Starting at the line that contains "bridge railing, placing", transcribe every remaining line of the entries exactly, including the last one.

___ Data provided

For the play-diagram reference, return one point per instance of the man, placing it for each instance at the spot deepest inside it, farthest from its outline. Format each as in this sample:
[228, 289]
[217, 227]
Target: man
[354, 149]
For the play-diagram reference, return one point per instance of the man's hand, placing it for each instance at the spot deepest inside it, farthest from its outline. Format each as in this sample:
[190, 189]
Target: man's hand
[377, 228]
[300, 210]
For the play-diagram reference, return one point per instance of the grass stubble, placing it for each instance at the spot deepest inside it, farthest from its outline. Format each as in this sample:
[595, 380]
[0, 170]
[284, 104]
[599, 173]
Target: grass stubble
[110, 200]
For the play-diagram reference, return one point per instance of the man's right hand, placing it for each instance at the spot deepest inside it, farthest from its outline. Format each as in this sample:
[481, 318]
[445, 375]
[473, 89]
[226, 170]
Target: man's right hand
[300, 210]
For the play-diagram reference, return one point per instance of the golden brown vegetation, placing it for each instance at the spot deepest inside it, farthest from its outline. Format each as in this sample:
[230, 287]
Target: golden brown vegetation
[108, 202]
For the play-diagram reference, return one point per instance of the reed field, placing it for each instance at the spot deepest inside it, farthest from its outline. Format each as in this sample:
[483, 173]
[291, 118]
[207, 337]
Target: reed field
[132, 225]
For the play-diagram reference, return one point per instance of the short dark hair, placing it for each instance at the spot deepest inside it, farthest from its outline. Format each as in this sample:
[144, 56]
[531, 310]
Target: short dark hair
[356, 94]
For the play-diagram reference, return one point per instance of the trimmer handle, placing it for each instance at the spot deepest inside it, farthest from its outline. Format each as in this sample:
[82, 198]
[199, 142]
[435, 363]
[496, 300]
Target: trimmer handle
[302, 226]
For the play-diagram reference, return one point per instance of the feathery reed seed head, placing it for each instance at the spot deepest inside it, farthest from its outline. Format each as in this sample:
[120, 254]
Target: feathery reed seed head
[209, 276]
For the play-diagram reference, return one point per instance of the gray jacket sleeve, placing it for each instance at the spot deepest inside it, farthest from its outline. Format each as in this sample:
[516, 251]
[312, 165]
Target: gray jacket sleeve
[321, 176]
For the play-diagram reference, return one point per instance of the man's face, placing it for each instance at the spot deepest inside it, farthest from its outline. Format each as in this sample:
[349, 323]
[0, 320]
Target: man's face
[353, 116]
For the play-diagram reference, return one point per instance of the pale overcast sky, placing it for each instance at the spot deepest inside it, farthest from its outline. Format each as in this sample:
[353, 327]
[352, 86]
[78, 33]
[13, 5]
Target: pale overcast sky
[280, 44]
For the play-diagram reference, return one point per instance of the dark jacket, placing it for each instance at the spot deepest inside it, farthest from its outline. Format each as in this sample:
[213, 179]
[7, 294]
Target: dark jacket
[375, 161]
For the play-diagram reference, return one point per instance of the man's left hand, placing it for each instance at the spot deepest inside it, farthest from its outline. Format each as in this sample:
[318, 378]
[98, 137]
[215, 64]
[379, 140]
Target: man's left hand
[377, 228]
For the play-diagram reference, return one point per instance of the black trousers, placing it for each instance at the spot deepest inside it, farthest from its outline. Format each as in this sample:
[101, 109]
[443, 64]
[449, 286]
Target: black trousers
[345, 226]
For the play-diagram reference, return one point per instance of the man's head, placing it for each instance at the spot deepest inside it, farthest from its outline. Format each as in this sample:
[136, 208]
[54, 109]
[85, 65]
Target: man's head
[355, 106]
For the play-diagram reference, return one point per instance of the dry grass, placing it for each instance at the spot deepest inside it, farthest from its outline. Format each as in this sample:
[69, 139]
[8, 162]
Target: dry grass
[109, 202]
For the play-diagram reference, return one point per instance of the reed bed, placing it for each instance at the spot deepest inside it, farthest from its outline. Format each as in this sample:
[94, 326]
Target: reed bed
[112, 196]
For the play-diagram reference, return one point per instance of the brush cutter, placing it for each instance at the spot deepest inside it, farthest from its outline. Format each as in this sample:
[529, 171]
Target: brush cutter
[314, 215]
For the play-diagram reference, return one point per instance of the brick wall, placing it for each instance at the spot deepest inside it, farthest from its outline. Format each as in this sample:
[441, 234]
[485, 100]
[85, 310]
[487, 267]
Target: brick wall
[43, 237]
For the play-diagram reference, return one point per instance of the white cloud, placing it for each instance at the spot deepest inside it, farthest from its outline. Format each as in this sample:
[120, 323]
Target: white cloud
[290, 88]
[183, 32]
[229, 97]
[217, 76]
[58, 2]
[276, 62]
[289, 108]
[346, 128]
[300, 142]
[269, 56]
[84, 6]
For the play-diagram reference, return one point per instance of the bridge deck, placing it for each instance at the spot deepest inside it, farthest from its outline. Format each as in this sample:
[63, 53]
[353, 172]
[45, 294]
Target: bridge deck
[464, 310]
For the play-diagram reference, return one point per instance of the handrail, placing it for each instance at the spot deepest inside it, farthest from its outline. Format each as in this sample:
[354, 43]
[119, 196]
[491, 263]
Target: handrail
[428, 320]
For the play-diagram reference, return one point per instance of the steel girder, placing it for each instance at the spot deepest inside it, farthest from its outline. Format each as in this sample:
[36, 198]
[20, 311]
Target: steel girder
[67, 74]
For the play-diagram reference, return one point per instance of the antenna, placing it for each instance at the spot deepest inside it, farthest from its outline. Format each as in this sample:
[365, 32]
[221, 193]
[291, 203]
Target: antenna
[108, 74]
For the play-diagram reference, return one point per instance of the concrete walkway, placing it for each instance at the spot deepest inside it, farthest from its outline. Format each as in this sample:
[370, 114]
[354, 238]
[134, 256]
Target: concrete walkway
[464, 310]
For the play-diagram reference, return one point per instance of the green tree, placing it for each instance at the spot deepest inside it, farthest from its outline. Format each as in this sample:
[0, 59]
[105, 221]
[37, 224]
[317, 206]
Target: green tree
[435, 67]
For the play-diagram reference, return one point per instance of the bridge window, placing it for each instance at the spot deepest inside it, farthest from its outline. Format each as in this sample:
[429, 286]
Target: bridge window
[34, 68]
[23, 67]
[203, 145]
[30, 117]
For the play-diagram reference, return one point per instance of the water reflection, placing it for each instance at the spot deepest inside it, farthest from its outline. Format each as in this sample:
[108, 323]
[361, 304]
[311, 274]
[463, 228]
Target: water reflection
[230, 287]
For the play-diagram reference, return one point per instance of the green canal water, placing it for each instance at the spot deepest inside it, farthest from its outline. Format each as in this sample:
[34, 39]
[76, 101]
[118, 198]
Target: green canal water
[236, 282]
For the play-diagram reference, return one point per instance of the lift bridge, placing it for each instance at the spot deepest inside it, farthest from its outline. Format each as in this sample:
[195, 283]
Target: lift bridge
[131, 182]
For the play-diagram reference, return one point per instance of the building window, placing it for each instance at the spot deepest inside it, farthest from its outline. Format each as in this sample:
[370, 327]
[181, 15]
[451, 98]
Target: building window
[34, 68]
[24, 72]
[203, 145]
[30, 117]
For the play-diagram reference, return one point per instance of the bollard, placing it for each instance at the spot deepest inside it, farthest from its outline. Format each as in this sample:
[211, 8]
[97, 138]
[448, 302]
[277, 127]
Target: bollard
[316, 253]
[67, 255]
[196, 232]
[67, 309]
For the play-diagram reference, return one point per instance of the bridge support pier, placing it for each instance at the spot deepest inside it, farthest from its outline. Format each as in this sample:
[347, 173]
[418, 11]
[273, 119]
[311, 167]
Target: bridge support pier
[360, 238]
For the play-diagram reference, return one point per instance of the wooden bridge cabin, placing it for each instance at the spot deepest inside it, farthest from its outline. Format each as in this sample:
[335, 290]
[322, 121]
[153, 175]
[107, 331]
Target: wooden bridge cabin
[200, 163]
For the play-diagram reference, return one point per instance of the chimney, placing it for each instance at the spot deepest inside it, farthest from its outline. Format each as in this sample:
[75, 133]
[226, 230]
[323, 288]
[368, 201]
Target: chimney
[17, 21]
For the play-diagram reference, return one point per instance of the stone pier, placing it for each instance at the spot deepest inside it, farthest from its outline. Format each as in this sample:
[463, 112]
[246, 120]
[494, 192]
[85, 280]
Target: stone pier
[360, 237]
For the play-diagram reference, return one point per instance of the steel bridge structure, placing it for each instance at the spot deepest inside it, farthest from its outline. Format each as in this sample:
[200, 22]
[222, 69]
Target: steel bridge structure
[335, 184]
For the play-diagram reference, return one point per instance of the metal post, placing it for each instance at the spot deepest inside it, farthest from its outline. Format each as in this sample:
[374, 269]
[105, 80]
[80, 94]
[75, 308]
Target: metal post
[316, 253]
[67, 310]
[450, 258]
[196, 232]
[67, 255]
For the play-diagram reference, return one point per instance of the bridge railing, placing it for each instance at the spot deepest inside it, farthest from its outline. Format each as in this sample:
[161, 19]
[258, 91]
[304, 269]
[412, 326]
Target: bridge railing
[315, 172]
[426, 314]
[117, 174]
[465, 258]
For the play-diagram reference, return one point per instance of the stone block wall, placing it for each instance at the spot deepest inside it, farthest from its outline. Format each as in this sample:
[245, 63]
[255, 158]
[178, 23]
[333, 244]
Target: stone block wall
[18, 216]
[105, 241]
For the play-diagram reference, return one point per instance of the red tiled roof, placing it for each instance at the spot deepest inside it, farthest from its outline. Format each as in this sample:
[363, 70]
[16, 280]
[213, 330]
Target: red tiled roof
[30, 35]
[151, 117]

______

- _Expected answer_:
For the play-diagram reference, return one point per instance of the bridge railing, placing it for each instance at the spot deepest inside it, farthest from its outline. Format each as in this sample:
[161, 19]
[258, 91]
[304, 269]
[412, 326]
Target: bridge railing
[315, 172]
[426, 314]
[117, 174]
[465, 258]
For the play-diagram reference, return one point per instance of the stone block wall, placing it for each instance at the spot deepest inside it, farthest from its outline. Format each as in this sample:
[245, 63]
[255, 158]
[178, 23]
[333, 244]
Target: stone block wall
[18, 216]
[105, 241]
For the play-diagram reference, return one point per instance of the red tiled roof, placing it for each instance at the spot deepest inside it, farthest from its outline. Format each as in this sample:
[363, 70]
[16, 280]
[213, 330]
Target: red tiled roof
[30, 35]
[151, 117]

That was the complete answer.